### Task
All of the data below should be printed again exactly, pictures excluded.

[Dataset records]

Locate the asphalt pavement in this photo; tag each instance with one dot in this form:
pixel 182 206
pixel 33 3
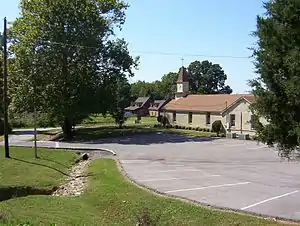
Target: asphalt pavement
pixel 234 174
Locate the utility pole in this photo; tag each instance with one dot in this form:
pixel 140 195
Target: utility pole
pixel 5 90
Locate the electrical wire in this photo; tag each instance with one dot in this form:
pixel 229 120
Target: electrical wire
pixel 160 53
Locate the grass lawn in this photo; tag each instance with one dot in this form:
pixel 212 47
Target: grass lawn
pixel 112 200
pixel 100 120
pixel 23 170
pixel 94 133
pixel 46 135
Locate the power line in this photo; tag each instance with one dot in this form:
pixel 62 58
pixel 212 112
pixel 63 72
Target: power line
pixel 161 53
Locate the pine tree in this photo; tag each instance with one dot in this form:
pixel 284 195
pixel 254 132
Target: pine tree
pixel 277 87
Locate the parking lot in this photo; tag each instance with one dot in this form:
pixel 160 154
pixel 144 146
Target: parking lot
pixel 226 173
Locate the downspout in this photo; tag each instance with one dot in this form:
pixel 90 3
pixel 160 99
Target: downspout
pixel 241 122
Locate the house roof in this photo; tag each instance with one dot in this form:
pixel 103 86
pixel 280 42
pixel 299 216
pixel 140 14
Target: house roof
pixel 160 103
pixel 208 103
pixel 140 100
pixel 183 75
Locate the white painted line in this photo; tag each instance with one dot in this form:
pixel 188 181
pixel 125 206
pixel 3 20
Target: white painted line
pixel 166 171
pixel 268 200
pixel 167 179
pixel 202 188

### Written answer
Locate the asphalt pavement in this photo; tag each instance with one dot in this form:
pixel 182 206
pixel 33 3
Target: asphalt pavement
pixel 234 174
Locate the utility pole in this photo; tag each instance with one dot in this form:
pixel 140 195
Target: utility pole
pixel 5 90
Locate the electrical wire in this photo; tag each instance with one dot in this form:
pixel 229 120
Target: electrical wire
pixel 160 53
Locate the grass lawn in this photo; tag each instance with one dot in this form:
pixel 212 47
Target: grass lawn
pixel 112 200
pixel 100 120
pixel 23 170
pixel 94 133
pixel 46 135
Locate the power line in this photo; tag each instance with one dot in this form:
pixel 62 58
pixel 212 112
pixel 63 72
Target: power line
pixel 161 53
Locate the pine tree in this photo; tag each instance with one dot in this form:
pixel 284 195
pixel 254 132
Target: pine tree
pixel 277 87
Locate the parking lot in this photo; tag each instance with one dot in this form:
pixel 160 154
pixel 144 146
Target: parking lot
pixel 226 173
Locate the downspout in this photo; tag each instance with one dot in this form:
pixel 90 3
pixel 160 99
Target: downspout
pixel 241 122
Locate the house roof in this photo; tag each instance with one dot in this form:
pixel 103 86
pixel 280 42
pixel 299 216
pixel 140 14
Target: house roof
pixel 160 103
pixel 208 103
pixel 140 100
pixel 183 75
Locate the white painted line in this photo; tag each instance with one dot in this form:
pixel 188 181
pixel 125 206
pixel 3 20
Target: white painted line
pixel 166 171
pixel 268 200
pixel 167 179
pixel 202 188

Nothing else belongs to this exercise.